• [Task details] Quote every line of the material beneath this one.
--- START OF Records supplied ---
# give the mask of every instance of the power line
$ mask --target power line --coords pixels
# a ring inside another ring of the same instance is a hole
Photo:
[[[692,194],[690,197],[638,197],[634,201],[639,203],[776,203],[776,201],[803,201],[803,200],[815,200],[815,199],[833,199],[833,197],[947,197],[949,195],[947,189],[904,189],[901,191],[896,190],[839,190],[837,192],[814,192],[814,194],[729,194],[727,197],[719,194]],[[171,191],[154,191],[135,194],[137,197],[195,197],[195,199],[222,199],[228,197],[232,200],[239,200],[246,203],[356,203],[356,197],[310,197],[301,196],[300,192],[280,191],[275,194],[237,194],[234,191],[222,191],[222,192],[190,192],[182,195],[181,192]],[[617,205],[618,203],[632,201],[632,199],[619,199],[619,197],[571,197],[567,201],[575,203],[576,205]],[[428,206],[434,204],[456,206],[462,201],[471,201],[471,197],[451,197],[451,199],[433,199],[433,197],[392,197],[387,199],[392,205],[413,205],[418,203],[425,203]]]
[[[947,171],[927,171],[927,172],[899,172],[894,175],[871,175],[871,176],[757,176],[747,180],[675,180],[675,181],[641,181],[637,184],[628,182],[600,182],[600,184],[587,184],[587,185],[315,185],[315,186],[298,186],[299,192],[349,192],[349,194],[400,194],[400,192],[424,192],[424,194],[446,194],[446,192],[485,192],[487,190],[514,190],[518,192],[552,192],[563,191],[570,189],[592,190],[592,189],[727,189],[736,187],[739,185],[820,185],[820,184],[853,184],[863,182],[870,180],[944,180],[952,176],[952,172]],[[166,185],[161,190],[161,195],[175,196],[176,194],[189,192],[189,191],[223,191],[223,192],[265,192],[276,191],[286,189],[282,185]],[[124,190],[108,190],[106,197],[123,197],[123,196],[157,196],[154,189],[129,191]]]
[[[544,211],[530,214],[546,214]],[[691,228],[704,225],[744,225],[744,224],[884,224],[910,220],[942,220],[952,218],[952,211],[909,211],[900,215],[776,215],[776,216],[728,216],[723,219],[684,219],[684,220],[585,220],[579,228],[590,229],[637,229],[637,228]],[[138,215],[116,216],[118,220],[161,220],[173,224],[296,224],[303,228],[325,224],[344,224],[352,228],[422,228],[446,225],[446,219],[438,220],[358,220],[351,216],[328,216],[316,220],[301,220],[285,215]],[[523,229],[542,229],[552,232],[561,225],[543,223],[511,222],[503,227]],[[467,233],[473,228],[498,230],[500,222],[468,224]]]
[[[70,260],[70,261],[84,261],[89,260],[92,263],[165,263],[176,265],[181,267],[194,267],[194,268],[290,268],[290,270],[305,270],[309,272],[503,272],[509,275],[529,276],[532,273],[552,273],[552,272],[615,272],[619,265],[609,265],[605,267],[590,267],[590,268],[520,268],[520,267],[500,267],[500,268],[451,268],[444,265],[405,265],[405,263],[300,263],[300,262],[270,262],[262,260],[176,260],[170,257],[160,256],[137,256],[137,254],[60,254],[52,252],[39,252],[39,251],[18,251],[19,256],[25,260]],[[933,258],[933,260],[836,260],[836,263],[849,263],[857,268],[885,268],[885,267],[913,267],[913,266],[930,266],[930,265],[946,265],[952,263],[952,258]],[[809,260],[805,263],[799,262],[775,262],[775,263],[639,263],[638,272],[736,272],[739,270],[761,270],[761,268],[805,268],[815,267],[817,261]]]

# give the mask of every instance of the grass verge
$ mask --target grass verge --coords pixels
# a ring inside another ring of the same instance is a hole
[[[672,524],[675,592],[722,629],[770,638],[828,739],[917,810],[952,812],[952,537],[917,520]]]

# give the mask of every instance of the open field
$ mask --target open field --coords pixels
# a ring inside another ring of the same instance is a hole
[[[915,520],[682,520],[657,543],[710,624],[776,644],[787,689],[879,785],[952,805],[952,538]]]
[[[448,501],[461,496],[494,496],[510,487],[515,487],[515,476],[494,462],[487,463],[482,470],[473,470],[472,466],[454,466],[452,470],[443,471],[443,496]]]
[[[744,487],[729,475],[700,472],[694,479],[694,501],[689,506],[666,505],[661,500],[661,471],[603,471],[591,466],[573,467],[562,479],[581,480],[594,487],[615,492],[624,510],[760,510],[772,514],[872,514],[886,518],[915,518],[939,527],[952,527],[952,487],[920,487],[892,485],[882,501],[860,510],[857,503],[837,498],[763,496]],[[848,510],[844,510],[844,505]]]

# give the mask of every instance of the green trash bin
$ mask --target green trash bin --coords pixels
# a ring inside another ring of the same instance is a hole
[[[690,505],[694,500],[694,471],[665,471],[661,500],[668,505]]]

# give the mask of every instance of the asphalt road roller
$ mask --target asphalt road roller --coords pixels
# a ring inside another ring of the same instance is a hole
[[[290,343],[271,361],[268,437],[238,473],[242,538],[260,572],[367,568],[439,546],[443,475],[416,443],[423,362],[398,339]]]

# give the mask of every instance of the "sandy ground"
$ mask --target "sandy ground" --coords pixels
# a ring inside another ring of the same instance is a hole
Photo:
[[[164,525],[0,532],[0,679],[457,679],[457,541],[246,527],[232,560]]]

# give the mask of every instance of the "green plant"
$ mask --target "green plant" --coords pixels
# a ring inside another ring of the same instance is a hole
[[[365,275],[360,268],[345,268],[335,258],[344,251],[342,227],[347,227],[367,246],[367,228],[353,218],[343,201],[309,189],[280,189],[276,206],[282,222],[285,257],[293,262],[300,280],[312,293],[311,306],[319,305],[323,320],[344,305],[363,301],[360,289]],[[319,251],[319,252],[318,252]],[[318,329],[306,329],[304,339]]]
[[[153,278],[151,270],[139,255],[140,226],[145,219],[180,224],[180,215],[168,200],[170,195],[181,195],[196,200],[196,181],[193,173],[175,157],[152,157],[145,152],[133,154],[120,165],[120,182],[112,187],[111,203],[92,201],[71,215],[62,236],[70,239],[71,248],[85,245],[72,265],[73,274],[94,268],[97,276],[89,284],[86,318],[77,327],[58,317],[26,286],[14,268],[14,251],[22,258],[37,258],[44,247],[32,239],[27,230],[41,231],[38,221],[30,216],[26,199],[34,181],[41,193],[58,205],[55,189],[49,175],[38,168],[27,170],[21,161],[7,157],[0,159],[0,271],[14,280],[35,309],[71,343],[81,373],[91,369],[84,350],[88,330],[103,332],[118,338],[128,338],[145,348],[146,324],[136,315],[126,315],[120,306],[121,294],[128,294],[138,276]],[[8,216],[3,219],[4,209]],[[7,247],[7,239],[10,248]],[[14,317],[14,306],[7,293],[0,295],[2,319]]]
--- END OF Records supplied ---
• [Completed task]
# give the mask of every instance of the power line
$ mask --target power line --coords pixels
# a ring inside another ring of the same instance is a hole
Photo:
[[[692,194],[690,197],[638,197],[634,201],[639,203],[776,203],[776,201],[803,201],[803,200],[815,200],[815,199],[833,199],[833,197],[947,197],[949,195],[947,189],[904,189],[901,191],[896,190],[839,190],[837,192],[814,192],[814,194],[729,194],[727,197],[719,194]],[[171,191],[154,191],[135,194],[137,197],[195,197],[195,199],[222,199],[228,197],[232,200],[239,200],[246,203],[356,203],[356,197],[310,197],[301,196],[300,192],[280,191],[275,194],[237,194],[234,191],[222,191],[222,192],[190,192],[182,195],[181,192]],[[617,205],[618,203],[632,201],[632,199],[619,199],[619,197],[571,197],[567,201],[575,203],[576,205]],[[428,206],[434,204],[456,206],[462,201],[471,201],[471,197],[451,197],[451,199],[433,199],[433,197],[392,197],[387,199],[392,205],[413,205],[418,203],[425,203]]]
[[[947,171],[927,171],[927,172],[899,172],[894,175],[871,175],[871,176],[757,176],[747,180],[675,180],[675,181],[641,181],[637,184],[628,182],[600,182],[600,184],[587,184],[587,185],[315,185],[315,186],[298,186],[299,192],[349,192],[349,194],[400,194],[400,192],[424,192],[424,194],[446,194],[446,192],[485,192],[487,190],[514,190],[518,192],[552,192],[563,191],[570,189],[592,190],[592,189],[727,189],[736,187],[739,185],[820,185],[820,184],[853,184],[863,182],[870,180],[944,180],[952,176],[952,172]],[[166,185],[161,190],[161,195],[175,196],[176,194],[189,192],[189,191],[223,191],[223,192],[265,192],[276,191],[286,189],[282,185]],[[124,190],[108,190],[106,197],[123,197],[123,196],[157,196],[154,189],[129,191]]]
[[[544,211],[530,214],[546,214]],[[691,228],[704,225],[744,225],[744,224],[884,224],[910,220],[942,220],[952,218],[952,211],[909,211],[900,215],[776,215],[776,216],[728,216],[723,219],[684,219],[684,220],[585,220],[579,228],[590,229],[637,229],[637,228]],[[138,215],[116,216],[118,220],[161,220],[173,224],[296,224],[303,228],[325,224],[344,224],[352,228],[422,228],[446,225],[446,219],[438,220],[358,220],[351,216],[328,216],[316,220],[301,220],[285,215]],[[523,229],[542,229],[552,232],[561,225],[543,223],[511,222],[503,227]],[[467,233],[473,228],[498,230],[500,222],[468,224]]]
[[[70,260],[70,261],[84,261],[89,260],[92,263],[165,263],[176,265],[181,267],[194,267],[194,268],[290,268],[290,270],[305,270],[309,272],[503,272],[509,275],[529,276],[532,273],[552,273],[552,272],[615,272],[619,265],[609,265],[605,267],[590,267],[590,268],[520,268],[520,267],[500,267],[500,268],[451,268],[444,265],[405,265],[405,263],[300,263],[300,262],[270,262],[262,260],[176,260],[170,257],[160,256],[137,256],[137,254],[60,254],[52,252],[39,252],[39,251],[18,251],[19,256],[25,260]],[[933,258],[933,260],[836,260],[836,263],[849,263],[857,268],[885,268],[885,267],[913,267],[913,266],[930,266],[930,265],[946,265],[952,263],[952,258]],[[809,260],[805,263],[799,262],[775,262],[775,263],[639,263],[638,272],[736,272],[739,270],[761,270],[761,268],[805,268],[815,267],[817,261]]]

# give the mask of every instance of the grass verge
$ mask --target grass verge --coords pixels
# a ring inside another ring of the same instance is a hole
[[[672,524],[675,592],[722,629],[770,638],[828,739],[917,810],[952,812],[952,537],[917,520]]]

# give the mask of every instance of the open field
$ mask --target open field --coords pixels
# a ring inside another ring of the same instance is a hole
[[[915,520],[682,520],[657,543],[710,624],[776,644],[787,689],[879,785],[952,805],[952,538]]]
[[[448,501],[461,496],[494,496],[510,487],[515,487],[515,476],[494,462],[487,463],[482,470],[473,470],[472,466],[454,466],[452,470],[443,471],[443,496]]]
[[[744,487],[729,475],[700,472],[694,479],[694,501],[689,506],[666,505],[661,500],[661,471],[603,471],[591,466],[573,467],[562,479],[581,480],[594,487],[615,492],[624,510],[760,510],[772,514],[872,514],[886,518],[915,518],[939,527],[952,527],[952,487],[920,487],[892,485],[882,501],[860,510],[857,503],[837,498],[763,496]],[[848,510],[844,510],[844,505]]]

# give the mask of every instance of the green trash bin
$ mask --target green trash bin --coords pixels
# a ring inside another ring of the same instance is a hole
[[[690,505],[694,500],[694,471],[665,471],[661,500],[668,505]]]

# give the mask of every instance of the asphalt road roller
$ mask --target asphalt road roller --coords pixels
# a ring inside another ring of the same instance is a hole
[[[290,343],[271,361],[268,437],[238,473],[242,538],[260,572],[367,568],[439,546],[443,475],[416,443],[423,362],[398,339]]]

# give the mask of every instance of the "sandy ground"
$ mask --target "sandy ground" --coords pixels
# a ring inside another ring of the same instance is a hole
Photo:
[[[164,525],[0,532],[0,679],[457,679],[457,541],[246,527],[232,560]]]

# give the mask of every instance of the "green plant"
$ mask --target "green plant" --coords pixels
# a ring inside another ring of the same instance is a hole
[[[365,275],[360,268],[345,268],[335,258],[344,251],[342,227],[347,227],[367,246],[367,228],[353,218],[343,201],[309,189],[280,189],[276,206],[282,222],[285,257],[293,262],[300,280],[312,293],[311,306],[319,305],[323,320],[344,305],[363,301],[360,289]],[[319,251],[319,252],[318,252]],[[318,329],[306,329],[304,339]]]
[[[153,278],[151,270],[139,255],[140,226],[145,219],[180,224],[180,215],[168,200],[170,195],[181,195],[196,200],[196,181],[193,173],[175,157],[152,157],[145,152],[133,154],[120,165],[120,182],[112,187],[111,203],[92,201],[71,215],[62,236],[70,239],[71,248],[85,245],[72,265],[73,274],[94,268],[97,276],[89,284],[86,318],[77,327],[58,317],[26,286],[14,268],[14,251],[22,258],[37,258],[44,247],[32,239],[27,230],[41,231],[38,221],[30,216],[26,199],[34,181],[41,193],[58,205],[55,189],[49,175],[38,168],[27,170],[21,161],[7,157],[0,159],[0,271],[14,280],[35,309],[71,343],[81,373],[91,369],[84,350],[88,330],[103,332],[118,338],[128,338],[145,348],[146,324],[136,315],[126,315],[120,306],[121,294],[128,294],[138,276]],[[8,216],[3,219],[4,209]],[[7,247],[7,239],[10,248]],[[14,317],[14,306],[7,293],[0,295],[2,319]]]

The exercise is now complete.